Questo è il Museo dedicato a Morgagni, docente di anatomia vissuto tra il 1682 ed il 1771, inventore del metodo anatomo-clinico e dell’anatomia moderna.
Situato nel cuore del centro città, il Museo di Anatomia Patologica di Padova è dedicato a Giovanni Battista Morgagni (non a caso nominato anche dai suoi colleghi “Sua Maestà Anatomica“), fondatore dell’Anatomia patologica e ricopre un ruolo fondamentale per la sua funzione didattica.
Inaugurato circa negli anni ’70 dell’800, questo Museo raccoglie circa 1300 reperti catalogati per patologia (tra lebbra, deformazioni quali ciclopi o gemelli toraco-paghi, argirosi e tante altre!) nonchè metodi di conservazione, quali la mummificazione, cerificazione e la tannizzazione, sotto formalina o a secco.
Il Museo ricopre un ruolo fondamentale nella didattica ma è altresì un tributo a tutti gli anatomisti del passato, come Vesalio, Brunetti o Fanzago: al suo interno il visitatore può toccare con gli occhi, come a me piace dire, tutte quelle che sono alcune delle patologie passate ad oggi debellate, in qualche modo fermate nel loro tempo dietro queste splenide teche.
Si rimane affascinati da questi reperti, complici e testimoni di stranezze e mirabilia ad oggi solo lontano, lontanissimo ricordo ma che al contempo può farci riflettere sulla delicatezza del corpo umano, spesso e volentieri involucro di batteri e virus.
Possiamo distinguere tra reperti preparati a secco, quali ad esempio la mummificazione, risultavano più durature e semplici ma con diversi difetti legati alla trasformazione dell’esemplare originario (problema che non si poneva per i reperti ossei).
Vi sono poi i preparati sotto liquido, dove l’esemplare veniva fissato attraverso un liquido conservativo ed infine immerso in esso dentro un barattolo di vetro.

Istruzioni:
1. Ricopia il testo sul Museo di Anatomia Patologica partendo dalle parole "Vi sono poi" e fermandoti dopo "barattolo di vetro.", ma cambia "barattolo di vetro" in "vaso di vetro".
2. Prosegui il testo sul Museo di Anatomia Patologica da dove si interrompe.

Record del dataset
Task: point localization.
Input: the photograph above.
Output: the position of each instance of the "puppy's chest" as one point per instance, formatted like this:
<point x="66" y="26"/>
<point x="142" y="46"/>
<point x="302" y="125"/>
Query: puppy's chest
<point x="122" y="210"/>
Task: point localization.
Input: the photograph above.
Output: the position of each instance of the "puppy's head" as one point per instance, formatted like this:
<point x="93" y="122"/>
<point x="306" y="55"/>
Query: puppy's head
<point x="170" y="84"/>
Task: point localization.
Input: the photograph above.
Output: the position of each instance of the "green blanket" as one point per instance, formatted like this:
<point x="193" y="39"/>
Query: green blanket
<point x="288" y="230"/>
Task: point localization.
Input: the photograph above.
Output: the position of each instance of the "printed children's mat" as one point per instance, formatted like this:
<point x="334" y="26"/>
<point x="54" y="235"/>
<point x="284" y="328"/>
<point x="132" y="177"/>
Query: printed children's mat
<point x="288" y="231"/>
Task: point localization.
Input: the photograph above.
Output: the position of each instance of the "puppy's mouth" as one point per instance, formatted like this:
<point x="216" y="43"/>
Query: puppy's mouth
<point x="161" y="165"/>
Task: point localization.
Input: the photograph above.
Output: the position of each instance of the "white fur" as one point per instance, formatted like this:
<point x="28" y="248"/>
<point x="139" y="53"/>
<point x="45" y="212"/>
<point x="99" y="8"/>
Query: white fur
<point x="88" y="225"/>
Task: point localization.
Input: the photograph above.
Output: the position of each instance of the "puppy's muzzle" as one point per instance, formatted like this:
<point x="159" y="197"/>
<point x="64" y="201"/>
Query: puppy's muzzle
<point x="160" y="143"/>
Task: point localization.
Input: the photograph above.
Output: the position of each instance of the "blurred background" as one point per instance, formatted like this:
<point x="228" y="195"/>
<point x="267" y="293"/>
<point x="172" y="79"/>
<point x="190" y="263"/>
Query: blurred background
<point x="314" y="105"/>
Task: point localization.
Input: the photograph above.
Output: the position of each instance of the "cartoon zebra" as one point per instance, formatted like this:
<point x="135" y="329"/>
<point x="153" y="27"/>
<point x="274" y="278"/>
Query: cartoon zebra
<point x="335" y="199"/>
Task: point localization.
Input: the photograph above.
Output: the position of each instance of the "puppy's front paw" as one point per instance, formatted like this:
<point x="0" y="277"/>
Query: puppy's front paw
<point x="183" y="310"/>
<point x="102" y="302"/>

Risultati per compito:
1.
Vi sono poi i preparati sotto liquido, dove l’esemplare veniva fissato attraverso un liquido conservativo ed infine immerso in esso dentro un vaso di vetro.

2.
Nell’immagine di copertina che di seguito viene riproposta, troviamo colei che ritengo un po’ la “Regina”, ovvero il busto della Suicida punita, un reperto tannizzato da Brunetti.
Questo pezzo, che vinse la Medaglia d’Oro all’Esposizione Universale di Parigi nel 1867, rappresenta il busto di una giovane donna che, secondo la storia, si suicidò di seguito ad una delusione d’amore ed il cui corpo venne rinvenuto nel fiume che scorreva proprio sotto le finestre dello stesso Istituto.
Nel recuperarlo, vennero usati ganci e corde i quali rovinarono la pelle e gli occhi della ragazza: Brunetti dapprima effettuò un calco in gesso del volto, le spellò il volto, non danneggiandone i capelli, effettuò una sgrassatura ed infine fissò con l’acido tannico la pelle che ripose sul busto ottenuto dal calco.
Infine, per mascherare le lesioni, il Brunetti sfruttò le stesse per rimarcare la punizione dell’atto suicidario, collocando dei serpenti in volto intenti a divorarlo.
Nel novembre del 2018 il Museo è stato riaperto proponendo una forma rinnovata da un punto di vista strutturale nonchè didattico-scientifico: i reperti risultano essere valorizzati ed al contempo preservati ancora più in sicurezza garantendo al visitatore una visione a 360° ed ottimale degli esemplari.